_DIRECTIONS_
Return every record verbatim, omitting all pictures.

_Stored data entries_
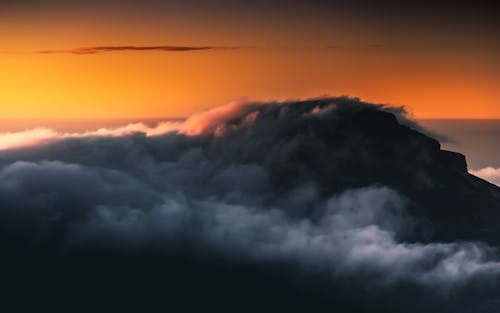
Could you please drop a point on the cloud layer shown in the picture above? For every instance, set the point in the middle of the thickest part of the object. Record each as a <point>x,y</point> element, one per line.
<point>233,182</point>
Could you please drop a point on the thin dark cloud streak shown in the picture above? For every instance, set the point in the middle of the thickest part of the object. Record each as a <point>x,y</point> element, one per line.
<point>165,48</point>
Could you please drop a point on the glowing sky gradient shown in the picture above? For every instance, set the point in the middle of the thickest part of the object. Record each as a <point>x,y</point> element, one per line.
<point>111,59</point>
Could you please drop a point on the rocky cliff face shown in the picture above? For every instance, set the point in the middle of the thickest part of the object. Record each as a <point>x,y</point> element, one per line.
<point>320,205</point>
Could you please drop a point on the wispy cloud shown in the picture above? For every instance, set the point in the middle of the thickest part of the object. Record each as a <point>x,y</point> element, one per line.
<point>164,48</point>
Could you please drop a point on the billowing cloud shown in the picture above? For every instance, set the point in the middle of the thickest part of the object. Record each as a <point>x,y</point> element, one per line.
<point>267,183</point>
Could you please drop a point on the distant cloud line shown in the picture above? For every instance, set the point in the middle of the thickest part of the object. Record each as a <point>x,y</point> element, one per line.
<point>101,49</point>
<point>173,48</point>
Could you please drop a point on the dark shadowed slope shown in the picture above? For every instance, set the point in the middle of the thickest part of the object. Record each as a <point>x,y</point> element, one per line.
<point>331,204</point>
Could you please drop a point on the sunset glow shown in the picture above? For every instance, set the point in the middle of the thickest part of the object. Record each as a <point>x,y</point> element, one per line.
<point>259,55</point>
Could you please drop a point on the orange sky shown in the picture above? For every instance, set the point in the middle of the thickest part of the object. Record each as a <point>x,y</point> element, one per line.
<point>441,80</point>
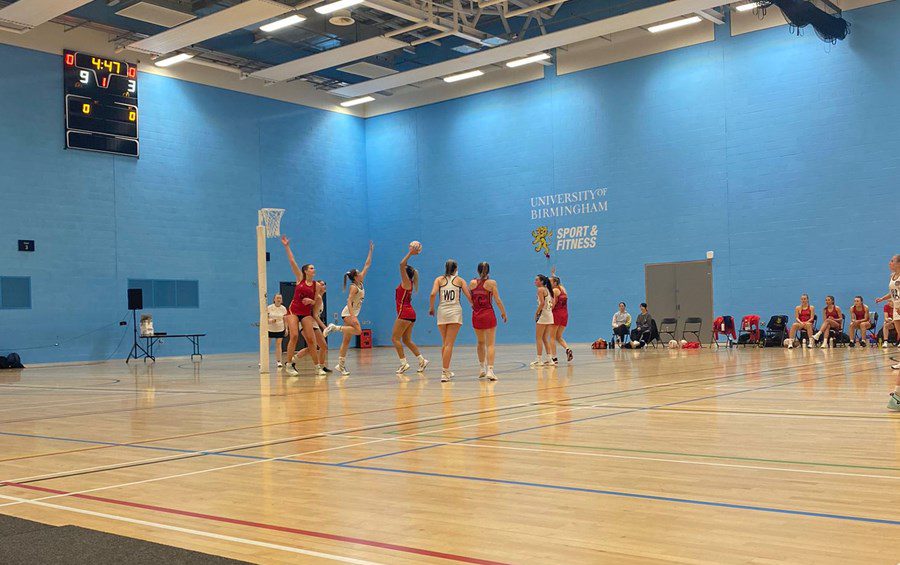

_ANSWER FOR THE TASK_
Could you please drop a point on the cloud layer shown in the picture above? For every instance, set the point in the middle of the thickest part of the object. Record each as a <point>x,y</point> element, one per line.
<point>233,182</point>
Could you please drop a point on the thin dark cloud streak shown in the picture above? For every instance, set the point in the middle of the thickest part of the object. Record each as a <point>x,y</point> element, one per line.
<point>165,48</point>
Could you please drop a point on the glowing sky gradient shown in the picture above? For every instance, set the point in the middle of the thickest part of the object. Record each as a <point>x,y</point> element, one per line.
<point>111,59</point>
Could you please drop a point on the rocky cliff face shown in the picture above? For every instance, set the point in the middle of the thickest part of the object. Record each as a <point>x,y</point> element, one per line.
<point>320,205</point>
Could you please drop a point on the wispy cloud shown in the picture above? For every instance, set the point in the middle of the thickest part of the object. Record each as a <point>x,y</point> element, one per line.
<point>164,48</point>
Could you please drop a point on the billowing cloud shown in the picture above? For every instance, set the point in the middle of the thickest part of the object. Record each as a <point>x,y</point> element, one per line.
<point>267,183</point>
Could you please drop a point on the distant cloud line shown in the picture above? For every instance, set the point in the middle of the thickest part of the object. Record each as a <point>x,y</point> element, one per line.
<point>101,49</point>
<point>173,48</point>
Could you please drop a point on the dark shadowed slope shown in the picture above? For every instance, set the point in the middle of the thickest part of the object. Record each as a <point>x,y</point> element, one per line.
<point>331,204</point>
Could you please drop a point on the sunset glow shown in the picture above? For every instance, set the point in the middle of the thickest part of the object. Record each as a <point>x,y</point> element, one per line.
<point>259,55</point>
Could you please drop a point on the orange sky shown in the picture above? For every instance, set the point in the middle of the thickest part of the object. Record each as a <point>x,y</point> element, one per line.
<point>441,80</point>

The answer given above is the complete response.